▸ **Your instructions**
Write out every line of the data below word for word, with nothing changed.

▸ **Data records**
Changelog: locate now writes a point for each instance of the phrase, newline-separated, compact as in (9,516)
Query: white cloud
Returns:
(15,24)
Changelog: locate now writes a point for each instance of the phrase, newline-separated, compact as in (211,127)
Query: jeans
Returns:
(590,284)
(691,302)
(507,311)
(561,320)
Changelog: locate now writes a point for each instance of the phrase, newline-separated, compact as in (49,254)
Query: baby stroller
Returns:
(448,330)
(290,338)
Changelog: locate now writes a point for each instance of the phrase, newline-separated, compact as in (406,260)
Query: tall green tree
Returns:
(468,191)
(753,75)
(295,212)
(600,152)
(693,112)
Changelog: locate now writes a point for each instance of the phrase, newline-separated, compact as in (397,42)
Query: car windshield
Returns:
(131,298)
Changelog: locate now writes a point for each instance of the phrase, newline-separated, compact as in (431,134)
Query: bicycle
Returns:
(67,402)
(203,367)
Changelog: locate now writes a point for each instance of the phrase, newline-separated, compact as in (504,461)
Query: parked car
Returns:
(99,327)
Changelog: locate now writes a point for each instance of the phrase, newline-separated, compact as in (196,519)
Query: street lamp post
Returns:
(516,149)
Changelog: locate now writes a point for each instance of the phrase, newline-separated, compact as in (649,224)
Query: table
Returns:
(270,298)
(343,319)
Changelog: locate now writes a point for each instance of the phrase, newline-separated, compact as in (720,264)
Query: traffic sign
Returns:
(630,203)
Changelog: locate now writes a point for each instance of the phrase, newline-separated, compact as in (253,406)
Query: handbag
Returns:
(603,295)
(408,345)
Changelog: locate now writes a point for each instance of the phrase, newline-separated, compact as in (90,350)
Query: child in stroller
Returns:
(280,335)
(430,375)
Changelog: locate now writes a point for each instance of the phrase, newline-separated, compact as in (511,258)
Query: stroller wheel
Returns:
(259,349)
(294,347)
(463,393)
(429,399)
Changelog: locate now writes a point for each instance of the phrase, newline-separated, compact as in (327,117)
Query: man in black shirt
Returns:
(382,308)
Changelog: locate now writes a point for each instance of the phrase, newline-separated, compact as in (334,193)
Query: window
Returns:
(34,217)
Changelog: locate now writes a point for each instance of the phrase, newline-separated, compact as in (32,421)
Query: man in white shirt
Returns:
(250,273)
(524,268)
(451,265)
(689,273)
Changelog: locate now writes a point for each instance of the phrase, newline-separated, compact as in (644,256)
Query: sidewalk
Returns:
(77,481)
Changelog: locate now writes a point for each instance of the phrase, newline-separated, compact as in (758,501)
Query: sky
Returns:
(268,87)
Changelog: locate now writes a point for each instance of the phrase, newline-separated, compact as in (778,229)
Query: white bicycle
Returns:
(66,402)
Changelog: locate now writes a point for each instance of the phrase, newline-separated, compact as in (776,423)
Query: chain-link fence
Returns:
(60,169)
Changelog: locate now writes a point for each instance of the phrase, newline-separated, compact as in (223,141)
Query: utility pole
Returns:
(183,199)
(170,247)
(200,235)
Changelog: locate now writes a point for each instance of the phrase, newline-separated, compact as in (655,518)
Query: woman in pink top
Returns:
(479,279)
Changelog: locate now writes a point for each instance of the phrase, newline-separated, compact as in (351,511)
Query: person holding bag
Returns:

▸ **Answer to the problem**
Changelog: locate now writes a point for each instance of the phrase, newline-separated, compact as in (9,516)
Query: white cloud
Returns:
(15,24)
Changelog: locate now writes a point for each instance of the phrase, newline-separated, compact as in (211,127)
Query: jeans
Returns:
(590,284)
(691,302)
(507,311)
(561,320)
Changelog: locate now writes a point for each instance of the phrase, newline-separated, compact as in (49,254)
Query: baby stroller
Returns:
(448,330)
(290,338)
Changelog: locate now writes a point for each instance of the phrase, newline-separated, compact as in (406,260)
Query: tall green tree
Returns:
(468,191)
(753,75)
(295,212)
(600,152)
(693,112)
Changelog: locate now writes a point for each instance of the phrase, newline-separated, compact as in (397,42)
Query: car windshield
Returns:
(131,298)
Changelog: locate now writes a point for each instance of the phrase, newline-separated, compact as in (431,134)
Query: bicycle
Returns:
(67,402)
(203,367)
Changelog: locate now writes a point for each instance of the phrase, newline-separated, compact as in (504,461)
Query: parked car
Returns:
(99,327)
Changelog: locate now writes a point for each instance of the phrase, newline-separated, compact as in (196,519)
Query: street lamp post
Returns:
(516,149)
Changelog: locate now writes a point for each instance of the phrase, newline-separated, compact as in (649,224)
Query: table
Returns:
(270,298)
(343,319)
Changelog: locate now writes a point for each instance of the phrase, newline-separated, compact as in (720,264)
Query: traffic sign
Returns:
(630,203)
Changelog: locate now writes a point for each instance of the phrase, newline-separated, compact as in (253,406)
Query: handbag
Returns:
(603,295)
(408,345)
Changelog: locate now writes a point for each instance of the phrase, newline-separated, compact as in (90,350)
Query: child in stroller
Returns:
(280,335)
(430,375)
Changelog: locate now writes a point for each instance of the phrase, newline-separated, compact as in (511,258)
Query: stroller wheel
Returns:
(259,349)
(294,347)
(463,393)
(429,399)
Changelog: locate now writes a point for each instance of the phrase, newline-separated, compact as in (327,117)
Query: man in black shirt
Returns:
(382,308)
Changelog: locate now writes a point for each instance of the phrase, newline-separated, compact as in (334,193)
Query: window
Returns:
(34,217)
Changelog: locate now writes a point for each instance of the phrase, newline-separated, compact as in (32,421)
Query: man in white shirt
Returns:
(250,273)
(524,268)
(451,265)
(689,273)
Changelog: locate now writes a point for each instance of the phrase, newline-separated, compact as in (644,256)
Query: sidewalk
Returns:
(77,481)
Changelog: locate now writes a point for each instance of the phrase, newline-separated, compact as in (758,501)
Query: sky
Returns:
(268,87)
Changelog: locate now writes a point for each instance of the phrase, newline-separated, compact as in (778,229)
Query: white bicycle
Returns:
(66,402)
Changelog: locate now writes a point for each instance of the phrase, newline-separated, compact as in (776,423)
Query: chain-link fence
Returns:
(60,169)
Changelog: locate now writes a point for each instance of the phrase, newline-separated, compact as in (223,141)
Query: utility pole
Returns:
(183,199)
(170,247)
(200,235)
Changelog: locate now writes a point for each instance of the phrase, newline-separated, compact as in (655,518)
Query: woman in pink top
Returns:
(479,279)
Changelog: locate now writes a point for each instance of the phrase, newline-separated, compact as in (351,511)
Query: person holding bag
Returns:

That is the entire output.